======== Data for this task ========
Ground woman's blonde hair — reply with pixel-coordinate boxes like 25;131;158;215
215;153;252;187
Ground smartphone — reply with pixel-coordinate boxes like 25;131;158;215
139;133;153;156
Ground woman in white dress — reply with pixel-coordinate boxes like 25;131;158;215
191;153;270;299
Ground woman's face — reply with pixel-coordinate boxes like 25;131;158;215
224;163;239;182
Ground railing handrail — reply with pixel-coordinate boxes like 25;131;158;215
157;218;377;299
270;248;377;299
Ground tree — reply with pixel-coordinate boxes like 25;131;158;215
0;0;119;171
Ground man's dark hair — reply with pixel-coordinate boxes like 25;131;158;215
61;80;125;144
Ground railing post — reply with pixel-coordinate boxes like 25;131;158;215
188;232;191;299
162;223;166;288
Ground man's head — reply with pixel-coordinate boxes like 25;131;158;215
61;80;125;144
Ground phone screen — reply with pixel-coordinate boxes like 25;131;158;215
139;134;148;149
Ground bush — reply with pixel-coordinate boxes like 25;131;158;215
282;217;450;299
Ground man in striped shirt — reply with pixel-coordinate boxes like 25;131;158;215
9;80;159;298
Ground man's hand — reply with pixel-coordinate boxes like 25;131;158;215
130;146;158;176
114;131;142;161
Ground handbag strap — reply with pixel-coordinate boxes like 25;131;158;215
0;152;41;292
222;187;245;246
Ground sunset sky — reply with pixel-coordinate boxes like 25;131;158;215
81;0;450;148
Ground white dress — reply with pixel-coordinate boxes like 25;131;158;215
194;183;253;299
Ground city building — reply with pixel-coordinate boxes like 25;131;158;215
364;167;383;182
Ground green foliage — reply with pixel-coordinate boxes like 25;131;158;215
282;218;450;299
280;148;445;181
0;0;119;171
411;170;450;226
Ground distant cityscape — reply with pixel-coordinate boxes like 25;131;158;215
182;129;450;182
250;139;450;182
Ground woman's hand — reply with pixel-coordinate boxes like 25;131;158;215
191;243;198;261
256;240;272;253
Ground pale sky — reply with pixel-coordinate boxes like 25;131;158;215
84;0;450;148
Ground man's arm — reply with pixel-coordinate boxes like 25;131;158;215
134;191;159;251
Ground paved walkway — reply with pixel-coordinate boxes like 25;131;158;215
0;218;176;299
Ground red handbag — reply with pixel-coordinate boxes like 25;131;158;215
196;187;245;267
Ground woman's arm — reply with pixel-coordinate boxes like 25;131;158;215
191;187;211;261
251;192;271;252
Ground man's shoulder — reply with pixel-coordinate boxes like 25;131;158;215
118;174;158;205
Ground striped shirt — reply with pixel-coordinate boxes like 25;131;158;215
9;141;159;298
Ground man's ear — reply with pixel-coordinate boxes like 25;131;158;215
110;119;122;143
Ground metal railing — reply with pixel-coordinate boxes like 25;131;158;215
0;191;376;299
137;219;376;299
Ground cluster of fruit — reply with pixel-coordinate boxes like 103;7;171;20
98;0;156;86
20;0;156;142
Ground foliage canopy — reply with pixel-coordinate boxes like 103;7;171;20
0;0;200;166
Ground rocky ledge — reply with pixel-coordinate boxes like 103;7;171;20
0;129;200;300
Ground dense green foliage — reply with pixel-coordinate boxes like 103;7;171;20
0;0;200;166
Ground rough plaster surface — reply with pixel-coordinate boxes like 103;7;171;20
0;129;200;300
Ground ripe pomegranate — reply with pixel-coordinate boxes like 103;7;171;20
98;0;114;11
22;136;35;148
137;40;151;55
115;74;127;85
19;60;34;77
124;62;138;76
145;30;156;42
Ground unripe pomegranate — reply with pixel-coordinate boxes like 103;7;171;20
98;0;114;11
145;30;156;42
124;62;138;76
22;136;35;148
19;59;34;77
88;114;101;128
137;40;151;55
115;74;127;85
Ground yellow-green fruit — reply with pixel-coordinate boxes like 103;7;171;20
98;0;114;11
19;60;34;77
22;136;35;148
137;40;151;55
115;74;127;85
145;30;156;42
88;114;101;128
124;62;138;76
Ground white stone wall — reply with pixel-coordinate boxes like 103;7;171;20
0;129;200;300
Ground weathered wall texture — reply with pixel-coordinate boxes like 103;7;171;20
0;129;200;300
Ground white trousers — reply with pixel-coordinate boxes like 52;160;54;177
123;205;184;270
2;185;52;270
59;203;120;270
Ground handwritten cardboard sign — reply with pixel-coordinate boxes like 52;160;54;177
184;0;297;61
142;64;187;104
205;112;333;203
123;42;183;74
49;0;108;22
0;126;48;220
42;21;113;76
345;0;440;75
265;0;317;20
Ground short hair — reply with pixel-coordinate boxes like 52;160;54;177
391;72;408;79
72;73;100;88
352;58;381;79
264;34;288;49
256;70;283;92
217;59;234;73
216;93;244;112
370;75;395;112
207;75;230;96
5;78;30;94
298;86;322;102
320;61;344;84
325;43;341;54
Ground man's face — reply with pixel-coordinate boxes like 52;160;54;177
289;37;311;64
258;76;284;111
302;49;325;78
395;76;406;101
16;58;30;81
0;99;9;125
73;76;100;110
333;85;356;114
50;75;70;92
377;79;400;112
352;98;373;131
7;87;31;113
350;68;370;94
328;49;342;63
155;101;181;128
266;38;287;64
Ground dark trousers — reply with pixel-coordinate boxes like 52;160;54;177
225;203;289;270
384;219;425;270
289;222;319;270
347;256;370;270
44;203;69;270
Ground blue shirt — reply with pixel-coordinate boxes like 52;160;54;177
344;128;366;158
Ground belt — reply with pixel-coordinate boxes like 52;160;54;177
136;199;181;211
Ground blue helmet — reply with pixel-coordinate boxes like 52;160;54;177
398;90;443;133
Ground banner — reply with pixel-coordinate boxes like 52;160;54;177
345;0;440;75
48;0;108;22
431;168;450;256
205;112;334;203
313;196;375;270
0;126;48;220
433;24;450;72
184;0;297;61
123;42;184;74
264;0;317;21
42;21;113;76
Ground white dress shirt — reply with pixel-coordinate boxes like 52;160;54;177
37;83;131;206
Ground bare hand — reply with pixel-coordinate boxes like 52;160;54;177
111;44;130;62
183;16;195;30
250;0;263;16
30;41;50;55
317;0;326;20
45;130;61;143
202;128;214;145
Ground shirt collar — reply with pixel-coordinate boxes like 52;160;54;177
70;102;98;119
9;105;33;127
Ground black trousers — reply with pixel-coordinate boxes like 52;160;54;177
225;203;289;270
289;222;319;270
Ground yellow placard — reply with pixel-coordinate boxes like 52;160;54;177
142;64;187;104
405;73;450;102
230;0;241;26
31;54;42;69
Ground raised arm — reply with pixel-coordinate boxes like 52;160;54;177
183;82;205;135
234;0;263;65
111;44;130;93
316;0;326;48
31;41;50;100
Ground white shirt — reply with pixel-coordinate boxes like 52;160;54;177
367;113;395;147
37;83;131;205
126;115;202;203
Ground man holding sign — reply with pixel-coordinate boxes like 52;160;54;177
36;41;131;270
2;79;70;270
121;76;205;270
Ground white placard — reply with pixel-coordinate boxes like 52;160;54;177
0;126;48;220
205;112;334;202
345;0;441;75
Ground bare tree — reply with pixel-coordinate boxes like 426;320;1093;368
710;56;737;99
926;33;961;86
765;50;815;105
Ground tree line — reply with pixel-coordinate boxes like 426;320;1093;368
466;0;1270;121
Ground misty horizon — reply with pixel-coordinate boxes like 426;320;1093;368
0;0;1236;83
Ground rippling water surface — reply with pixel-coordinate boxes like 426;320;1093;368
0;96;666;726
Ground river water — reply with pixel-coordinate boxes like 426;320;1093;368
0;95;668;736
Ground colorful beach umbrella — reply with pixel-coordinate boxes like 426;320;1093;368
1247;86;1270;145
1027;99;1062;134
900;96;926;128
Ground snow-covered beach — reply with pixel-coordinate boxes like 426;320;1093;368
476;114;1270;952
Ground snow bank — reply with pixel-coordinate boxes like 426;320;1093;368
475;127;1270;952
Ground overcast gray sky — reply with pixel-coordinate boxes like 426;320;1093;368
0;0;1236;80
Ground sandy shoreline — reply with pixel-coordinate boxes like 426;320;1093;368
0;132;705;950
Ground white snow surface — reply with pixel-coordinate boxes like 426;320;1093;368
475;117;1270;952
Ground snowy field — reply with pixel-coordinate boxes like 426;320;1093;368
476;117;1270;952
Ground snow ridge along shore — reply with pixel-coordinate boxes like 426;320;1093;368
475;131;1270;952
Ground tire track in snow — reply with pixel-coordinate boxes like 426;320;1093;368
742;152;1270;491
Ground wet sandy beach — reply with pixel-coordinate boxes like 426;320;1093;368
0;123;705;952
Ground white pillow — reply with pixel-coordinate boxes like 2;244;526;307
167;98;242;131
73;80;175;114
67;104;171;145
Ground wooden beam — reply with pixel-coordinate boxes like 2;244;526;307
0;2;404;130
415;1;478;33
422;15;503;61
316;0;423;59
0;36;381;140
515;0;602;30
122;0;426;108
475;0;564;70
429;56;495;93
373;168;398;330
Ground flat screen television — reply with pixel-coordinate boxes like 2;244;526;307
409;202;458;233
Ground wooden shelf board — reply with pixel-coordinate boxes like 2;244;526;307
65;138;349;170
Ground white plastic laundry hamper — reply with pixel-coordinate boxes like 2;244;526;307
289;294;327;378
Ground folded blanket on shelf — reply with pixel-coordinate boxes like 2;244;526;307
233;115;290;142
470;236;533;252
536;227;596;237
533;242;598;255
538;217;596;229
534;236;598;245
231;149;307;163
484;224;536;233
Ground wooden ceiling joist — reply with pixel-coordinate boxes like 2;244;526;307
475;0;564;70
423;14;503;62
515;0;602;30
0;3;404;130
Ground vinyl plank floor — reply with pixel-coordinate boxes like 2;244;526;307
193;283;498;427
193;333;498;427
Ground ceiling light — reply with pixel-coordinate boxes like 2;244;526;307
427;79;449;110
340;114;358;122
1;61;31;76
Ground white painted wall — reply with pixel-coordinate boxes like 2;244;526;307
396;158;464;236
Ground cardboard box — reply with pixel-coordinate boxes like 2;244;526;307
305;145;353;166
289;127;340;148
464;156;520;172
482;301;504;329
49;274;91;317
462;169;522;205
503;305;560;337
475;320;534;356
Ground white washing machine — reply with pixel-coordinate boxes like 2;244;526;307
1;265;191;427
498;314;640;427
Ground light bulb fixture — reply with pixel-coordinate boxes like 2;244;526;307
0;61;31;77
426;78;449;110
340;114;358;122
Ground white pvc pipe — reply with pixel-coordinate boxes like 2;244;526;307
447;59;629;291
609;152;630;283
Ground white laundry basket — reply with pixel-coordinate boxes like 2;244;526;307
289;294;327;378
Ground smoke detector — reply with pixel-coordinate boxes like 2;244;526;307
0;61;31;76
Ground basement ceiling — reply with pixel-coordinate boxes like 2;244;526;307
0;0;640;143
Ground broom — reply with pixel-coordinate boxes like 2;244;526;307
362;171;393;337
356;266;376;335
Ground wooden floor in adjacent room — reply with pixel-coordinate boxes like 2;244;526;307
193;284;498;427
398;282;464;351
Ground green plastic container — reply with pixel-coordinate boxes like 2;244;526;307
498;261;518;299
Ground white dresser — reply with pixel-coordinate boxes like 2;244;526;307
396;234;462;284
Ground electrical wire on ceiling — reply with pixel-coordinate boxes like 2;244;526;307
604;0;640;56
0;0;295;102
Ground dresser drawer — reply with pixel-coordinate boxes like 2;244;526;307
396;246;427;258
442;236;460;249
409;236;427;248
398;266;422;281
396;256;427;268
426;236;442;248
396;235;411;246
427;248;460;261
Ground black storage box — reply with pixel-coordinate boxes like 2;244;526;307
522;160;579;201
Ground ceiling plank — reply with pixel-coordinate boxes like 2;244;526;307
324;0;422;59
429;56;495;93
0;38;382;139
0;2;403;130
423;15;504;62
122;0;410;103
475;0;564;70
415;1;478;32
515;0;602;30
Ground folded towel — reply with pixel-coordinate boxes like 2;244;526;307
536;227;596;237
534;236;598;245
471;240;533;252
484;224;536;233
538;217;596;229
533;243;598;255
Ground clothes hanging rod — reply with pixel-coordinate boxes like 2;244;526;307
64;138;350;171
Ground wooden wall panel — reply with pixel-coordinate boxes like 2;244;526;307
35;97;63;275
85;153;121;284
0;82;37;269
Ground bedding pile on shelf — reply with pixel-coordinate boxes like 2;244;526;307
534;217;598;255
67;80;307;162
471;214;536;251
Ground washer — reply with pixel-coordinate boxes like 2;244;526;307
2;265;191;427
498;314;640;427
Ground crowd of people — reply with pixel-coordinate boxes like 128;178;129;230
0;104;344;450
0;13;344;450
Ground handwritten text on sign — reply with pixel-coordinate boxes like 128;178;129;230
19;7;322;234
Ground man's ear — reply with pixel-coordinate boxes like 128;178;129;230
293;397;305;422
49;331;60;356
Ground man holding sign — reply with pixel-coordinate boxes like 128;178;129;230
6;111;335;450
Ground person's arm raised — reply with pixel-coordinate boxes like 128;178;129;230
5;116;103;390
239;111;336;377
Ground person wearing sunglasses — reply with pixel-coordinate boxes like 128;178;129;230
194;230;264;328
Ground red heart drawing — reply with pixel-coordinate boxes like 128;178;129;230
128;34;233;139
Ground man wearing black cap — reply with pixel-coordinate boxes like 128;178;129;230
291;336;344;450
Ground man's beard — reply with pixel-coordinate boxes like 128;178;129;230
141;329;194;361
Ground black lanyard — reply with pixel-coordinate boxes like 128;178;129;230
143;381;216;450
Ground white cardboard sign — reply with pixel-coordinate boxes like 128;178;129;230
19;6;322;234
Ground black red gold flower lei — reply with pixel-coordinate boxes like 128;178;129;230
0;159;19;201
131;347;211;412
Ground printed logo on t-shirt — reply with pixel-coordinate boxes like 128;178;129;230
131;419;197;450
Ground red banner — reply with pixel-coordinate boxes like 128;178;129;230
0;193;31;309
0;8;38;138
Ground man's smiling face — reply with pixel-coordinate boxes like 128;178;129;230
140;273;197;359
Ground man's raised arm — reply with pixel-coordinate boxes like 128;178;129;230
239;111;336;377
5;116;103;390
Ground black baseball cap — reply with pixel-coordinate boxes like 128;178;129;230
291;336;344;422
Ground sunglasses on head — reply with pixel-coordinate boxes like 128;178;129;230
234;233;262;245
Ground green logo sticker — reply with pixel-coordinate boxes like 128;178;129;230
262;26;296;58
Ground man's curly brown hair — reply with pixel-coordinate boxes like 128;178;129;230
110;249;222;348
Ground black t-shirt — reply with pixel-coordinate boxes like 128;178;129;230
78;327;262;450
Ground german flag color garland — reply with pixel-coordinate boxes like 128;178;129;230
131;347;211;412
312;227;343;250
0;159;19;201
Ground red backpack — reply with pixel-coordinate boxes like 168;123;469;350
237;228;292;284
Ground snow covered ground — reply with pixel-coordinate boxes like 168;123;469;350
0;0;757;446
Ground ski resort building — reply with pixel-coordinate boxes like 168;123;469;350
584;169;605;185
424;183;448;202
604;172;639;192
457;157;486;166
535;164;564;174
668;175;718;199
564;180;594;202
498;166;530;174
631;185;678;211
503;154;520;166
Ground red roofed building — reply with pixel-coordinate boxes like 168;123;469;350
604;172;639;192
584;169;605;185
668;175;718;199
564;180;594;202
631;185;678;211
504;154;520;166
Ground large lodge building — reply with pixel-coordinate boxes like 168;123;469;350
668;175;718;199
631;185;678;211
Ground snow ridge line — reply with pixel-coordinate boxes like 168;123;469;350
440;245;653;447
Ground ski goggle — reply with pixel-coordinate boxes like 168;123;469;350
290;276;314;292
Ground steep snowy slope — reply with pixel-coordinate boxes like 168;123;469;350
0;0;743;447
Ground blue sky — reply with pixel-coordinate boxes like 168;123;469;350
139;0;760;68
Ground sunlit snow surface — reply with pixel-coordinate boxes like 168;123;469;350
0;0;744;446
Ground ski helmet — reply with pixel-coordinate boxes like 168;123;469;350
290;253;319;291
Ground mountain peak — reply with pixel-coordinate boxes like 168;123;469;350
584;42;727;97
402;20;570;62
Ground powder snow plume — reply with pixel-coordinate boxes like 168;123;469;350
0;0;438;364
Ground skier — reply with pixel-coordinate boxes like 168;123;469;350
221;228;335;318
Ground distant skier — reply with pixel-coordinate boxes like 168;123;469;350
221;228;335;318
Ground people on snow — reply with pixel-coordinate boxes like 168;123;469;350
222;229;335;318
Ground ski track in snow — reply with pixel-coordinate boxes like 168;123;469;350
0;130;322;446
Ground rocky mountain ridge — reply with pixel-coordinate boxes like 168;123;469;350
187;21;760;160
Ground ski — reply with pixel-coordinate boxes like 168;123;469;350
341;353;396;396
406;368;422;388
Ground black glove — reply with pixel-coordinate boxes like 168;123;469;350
========
Requirements → Copy the records from the line containing "Ground snowy field" through the line containing "67;104;171;145", replacing "tire track" with "wheel track" and changing nothing else.

Full output →
Ground snowy field — reply with pixel-coordinate boxes like 426;320;1093;368
476;117;1270;952
Ground snow ridge along shore — reply with pixel-coordinate boxes like 426;320;1093;368
475;131;1270;952
Ground wheel track in snow — reply with pixel-coordinate boxes like 426;320;1093;368
742;152;1270;491
Ground wet sandy beach — reply with pixel-coordinate boxes like 426;320;1093;368
0;123;705;952
Ground white pillow — reply with pixel-coordinate boxes like 2;244;526;307
167;98;242;131
73;80;175;114
67;104;171;145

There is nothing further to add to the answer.